Sunday, January 19, 2014

The New Age, January 15th 1914

This issue contains the continuation of two squabbles between (relatively) famousmodernists, and as rereporting of said spats are the house specialitie of this blog, I will go back before I go forward so that my kind reader can get the whole picture of both of these duellos (whether they are finished or not, I'll be able to say soon).

First, Richard Aldington vs. Beatrice Hastings, in a proxy fight between The New Freewoman and The New Age. Especially if BH is behind TNA's "Current Cant," which I quite suspect given her delight in malice. "Current Cant" quotes the most ridiculous things anyone has said over the last week, always out of any context but the context of "Current Cant" and its iterations. In the 1 December issue of TNF Aldington wrote an article about medieval confusions over the identity of Homer, with a satirical moral attached that "we should always believe what we read in books." Clearly, in the context of the piece, intended ironically. 

A New Age or two ago (12/18/13) Aldington's moral was quoted in "Current Cant." At the time (+100 years) I was kind of surprised, since it showed that TNA's compiler of "Current Cant" missed the joke. Of course RA and TNA should be on good terms, as they printed a long series of articles of his about a year ago, about his travels in Italy. Perhaps the shots that TNF was taking at TNA inspired some comeuppance? Aldington was quick to defend himself in the correspondence section of TNA, I'll quote his letter in its entirety because it might be among his greatest work:

"Sir--That extra threepence is proving your ruin. Where is that vaunted sense of irony? Is it likely that I--I who have seen you face to face--would ever write seriously such a phrase as “we should always believe everything we read in books”? I will not ask you to reprint the whole of the article to which I appended that phrase as an ironic moral ; it was obvious to the dullest mind that after the utterly incredible statements contained in the work I translated my remark could only have been in irony. Perhaps, though, your compiler’s knowledge of Homer was such that the irony was not apparent?"

____

### Your assignment
Set down the entire blog post about the January 15, 1914 issue of The New Age word for word. The listing has no connection to the blog post above.

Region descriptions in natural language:
____

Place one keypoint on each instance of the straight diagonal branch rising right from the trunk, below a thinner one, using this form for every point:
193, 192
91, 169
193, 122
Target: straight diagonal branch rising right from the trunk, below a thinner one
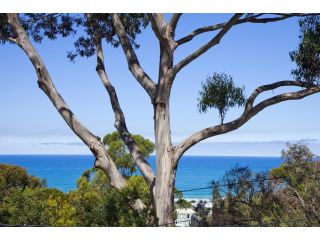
207, 46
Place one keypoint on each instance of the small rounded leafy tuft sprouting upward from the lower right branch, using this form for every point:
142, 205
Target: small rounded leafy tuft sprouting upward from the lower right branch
220, 92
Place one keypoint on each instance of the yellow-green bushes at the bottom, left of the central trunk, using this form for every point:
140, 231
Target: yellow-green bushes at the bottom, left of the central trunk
93, 203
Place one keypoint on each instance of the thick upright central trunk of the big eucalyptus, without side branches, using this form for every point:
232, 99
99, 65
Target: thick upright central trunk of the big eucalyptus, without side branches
166, 173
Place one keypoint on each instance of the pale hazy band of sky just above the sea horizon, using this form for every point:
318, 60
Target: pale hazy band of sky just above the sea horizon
206, 148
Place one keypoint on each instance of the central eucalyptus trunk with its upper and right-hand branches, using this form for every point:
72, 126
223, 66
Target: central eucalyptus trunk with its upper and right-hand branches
167, 155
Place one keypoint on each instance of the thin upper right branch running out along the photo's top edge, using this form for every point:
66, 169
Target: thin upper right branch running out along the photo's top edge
252, 19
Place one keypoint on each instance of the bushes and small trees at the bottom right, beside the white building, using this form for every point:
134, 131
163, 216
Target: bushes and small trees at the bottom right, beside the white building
286, 196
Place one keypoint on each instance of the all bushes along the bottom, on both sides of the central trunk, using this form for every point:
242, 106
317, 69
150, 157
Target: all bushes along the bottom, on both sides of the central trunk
286, 196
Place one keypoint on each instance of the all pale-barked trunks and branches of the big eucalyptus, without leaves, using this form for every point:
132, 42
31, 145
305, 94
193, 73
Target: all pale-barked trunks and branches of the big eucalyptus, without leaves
167, 156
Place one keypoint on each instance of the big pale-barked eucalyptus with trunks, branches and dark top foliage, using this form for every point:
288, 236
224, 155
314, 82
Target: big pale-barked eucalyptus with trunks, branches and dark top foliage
121, 30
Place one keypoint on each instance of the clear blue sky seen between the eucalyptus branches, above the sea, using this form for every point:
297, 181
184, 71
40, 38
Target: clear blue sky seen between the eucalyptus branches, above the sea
254, 54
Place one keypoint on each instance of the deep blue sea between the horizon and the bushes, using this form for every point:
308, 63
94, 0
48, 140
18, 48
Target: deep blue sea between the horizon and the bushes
62, 171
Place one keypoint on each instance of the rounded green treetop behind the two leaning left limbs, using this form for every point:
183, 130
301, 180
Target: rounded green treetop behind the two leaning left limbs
119, 152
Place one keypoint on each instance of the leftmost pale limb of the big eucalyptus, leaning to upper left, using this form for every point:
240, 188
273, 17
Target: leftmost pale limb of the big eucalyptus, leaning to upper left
103, 160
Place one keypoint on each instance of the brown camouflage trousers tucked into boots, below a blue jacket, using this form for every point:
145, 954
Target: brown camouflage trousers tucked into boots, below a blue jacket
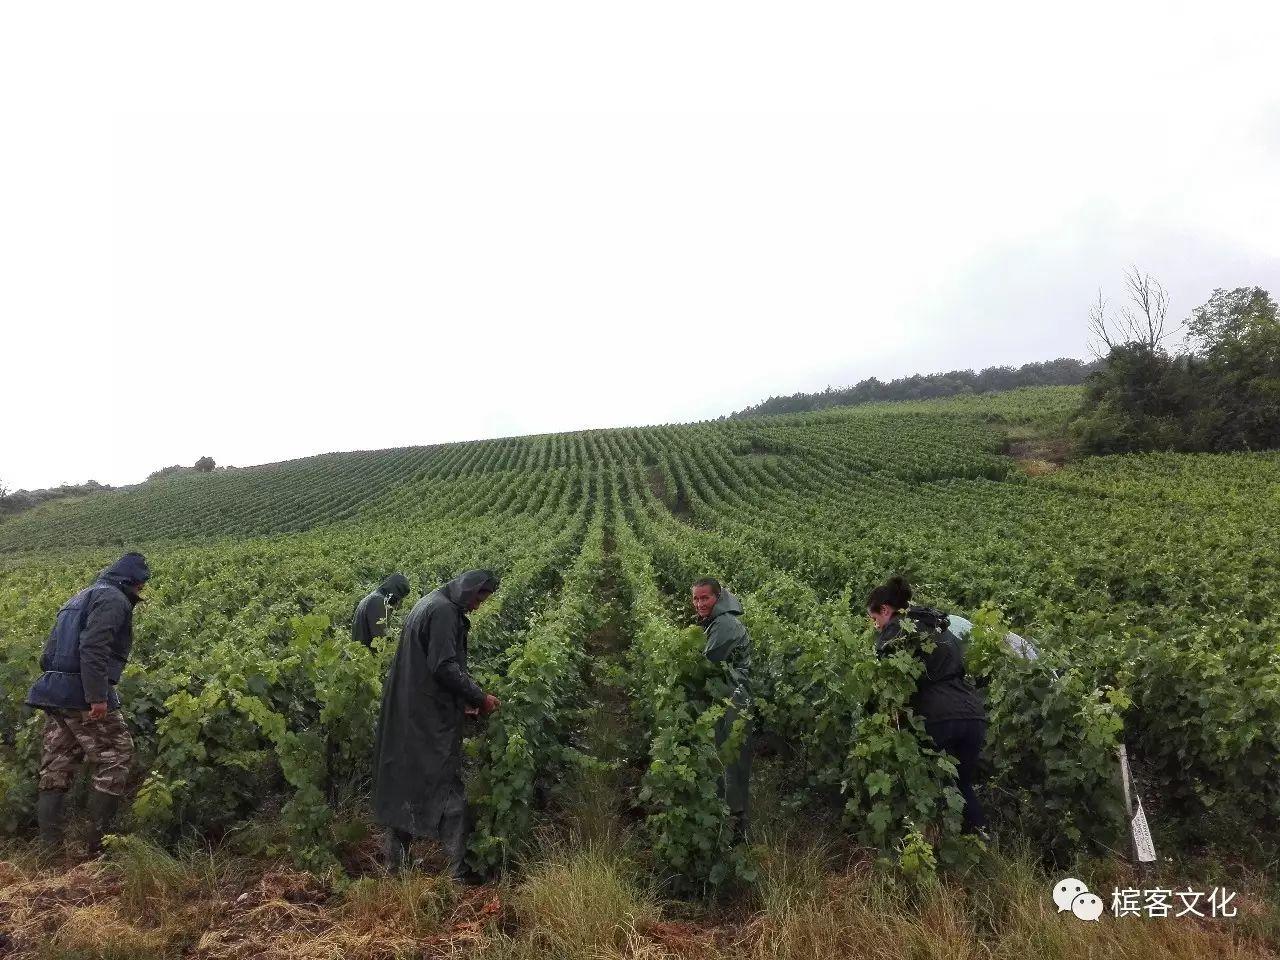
71, 739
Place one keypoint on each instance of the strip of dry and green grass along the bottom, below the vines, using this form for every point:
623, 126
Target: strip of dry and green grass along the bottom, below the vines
586, 900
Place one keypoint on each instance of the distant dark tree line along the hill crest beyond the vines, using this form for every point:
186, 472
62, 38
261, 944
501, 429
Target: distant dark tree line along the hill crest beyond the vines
1064, 372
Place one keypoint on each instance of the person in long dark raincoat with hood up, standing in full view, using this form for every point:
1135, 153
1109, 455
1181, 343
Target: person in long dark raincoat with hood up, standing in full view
418, 757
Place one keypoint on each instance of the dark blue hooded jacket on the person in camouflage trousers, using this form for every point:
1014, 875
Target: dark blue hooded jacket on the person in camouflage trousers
92, 641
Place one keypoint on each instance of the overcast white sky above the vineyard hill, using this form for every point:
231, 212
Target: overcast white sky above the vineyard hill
263, 231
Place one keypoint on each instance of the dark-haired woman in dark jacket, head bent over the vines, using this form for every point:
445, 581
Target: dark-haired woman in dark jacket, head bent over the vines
953, 712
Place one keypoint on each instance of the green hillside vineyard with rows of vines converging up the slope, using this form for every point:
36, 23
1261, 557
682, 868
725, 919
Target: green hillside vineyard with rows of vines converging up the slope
1149, 583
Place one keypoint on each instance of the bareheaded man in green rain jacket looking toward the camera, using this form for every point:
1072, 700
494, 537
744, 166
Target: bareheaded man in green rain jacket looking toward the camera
730, 646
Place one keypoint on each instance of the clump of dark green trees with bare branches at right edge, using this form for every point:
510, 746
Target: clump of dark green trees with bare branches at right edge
1222, 392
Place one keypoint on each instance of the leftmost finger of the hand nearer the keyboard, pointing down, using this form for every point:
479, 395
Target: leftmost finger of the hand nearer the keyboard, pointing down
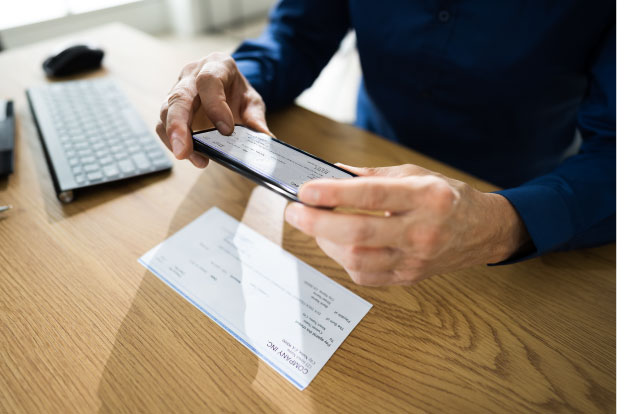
179, 114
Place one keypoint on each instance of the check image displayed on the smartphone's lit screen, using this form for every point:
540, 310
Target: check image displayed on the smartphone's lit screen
264, 155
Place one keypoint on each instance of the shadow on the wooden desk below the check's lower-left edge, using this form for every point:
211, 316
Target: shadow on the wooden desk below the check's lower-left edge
184, 372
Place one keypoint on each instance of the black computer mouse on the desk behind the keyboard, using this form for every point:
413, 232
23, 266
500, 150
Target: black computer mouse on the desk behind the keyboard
72, 60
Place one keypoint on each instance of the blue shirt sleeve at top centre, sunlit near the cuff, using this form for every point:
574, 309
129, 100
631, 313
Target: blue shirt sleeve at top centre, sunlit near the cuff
301, 37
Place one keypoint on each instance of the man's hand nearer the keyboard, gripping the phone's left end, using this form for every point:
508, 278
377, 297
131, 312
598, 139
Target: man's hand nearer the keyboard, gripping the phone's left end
225, 95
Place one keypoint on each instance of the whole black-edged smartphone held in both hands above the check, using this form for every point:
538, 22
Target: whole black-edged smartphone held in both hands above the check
274, 164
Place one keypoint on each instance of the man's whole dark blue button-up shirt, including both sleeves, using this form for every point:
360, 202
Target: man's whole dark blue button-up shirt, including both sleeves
497, 88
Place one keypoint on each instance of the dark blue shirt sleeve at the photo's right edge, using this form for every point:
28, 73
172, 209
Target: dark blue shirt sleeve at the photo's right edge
575, 205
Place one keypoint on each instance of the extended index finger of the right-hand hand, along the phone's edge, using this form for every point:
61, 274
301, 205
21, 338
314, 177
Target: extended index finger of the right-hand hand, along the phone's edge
367, 193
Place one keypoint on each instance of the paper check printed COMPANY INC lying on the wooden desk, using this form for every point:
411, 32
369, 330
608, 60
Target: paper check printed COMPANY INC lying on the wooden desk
289, 314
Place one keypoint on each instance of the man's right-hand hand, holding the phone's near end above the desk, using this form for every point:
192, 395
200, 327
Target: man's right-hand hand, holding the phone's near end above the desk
433, 224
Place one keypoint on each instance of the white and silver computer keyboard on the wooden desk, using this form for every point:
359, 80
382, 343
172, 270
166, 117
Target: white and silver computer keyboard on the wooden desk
92, 135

____

### Answer section
Sunday, January 19, 2014

The New Age, January 15th 1914

This issue contains the continuation of two squabbles between (relatively) famousmodernists, and as rereporting of said spats are the house specialitie of this blog, I will go back before I go forward so that my kind reader can get the whole picture of both of these duellos (whether they are finished or not, I'll be able to say soon).

First, Richard Aldington vs. Beatrice Hastings, in a proxy fight between The New Freewoman and The New Age. Especially if BH is behind TNA's "Current Cant," which I quite suspect given her delight in malice. "Current Cant" quotes the most ridiculous things anyone has said over the last week, always out of any context but the context of "Current Cant" and its iterations. In the 1 December issue of TNF Aldington wrote an article about medieval confusions over the identity of Homer, with a satirical moral attached that "we should always believe what we read in books." Clearly, in the context of the piece, intended ironically. 

A New Age or two ago (12/18/13) Aldington's moral was quoted in "Current Cant." At the time (+100 years) I was kind of surprised, since it showed that TNA's compiler of "Current Cant" missed the joke. Of course RA and TNA should be on good terms, as they printed a long series of articles of his about a year ago, about his travels in Italy. Perhaps the shots that TNF was taking at TNA inspired some comeuppance? Aldington was quick to defend himself in the correspondence section of TNA, I'll quote his letter in its entirety because it might be among his greatest work:

"Sir--That extra threepence is proving your ruin. Where is that vaunted sense of irony? Is it likely that I--I who have seen you face to face--would ever write seriously such a phrase as “we should always believe everything we read in books”? I will not ask you to reprint the whole of the article to which I appended that phrase as an ironic moral ; it was obvious to the dullest mind that after the utterly incredible statements contained in the work I translated my remark could only have been in irony. Perhaps, though, your compiler’s knowledge of Homer was such that the irony was not apparent?"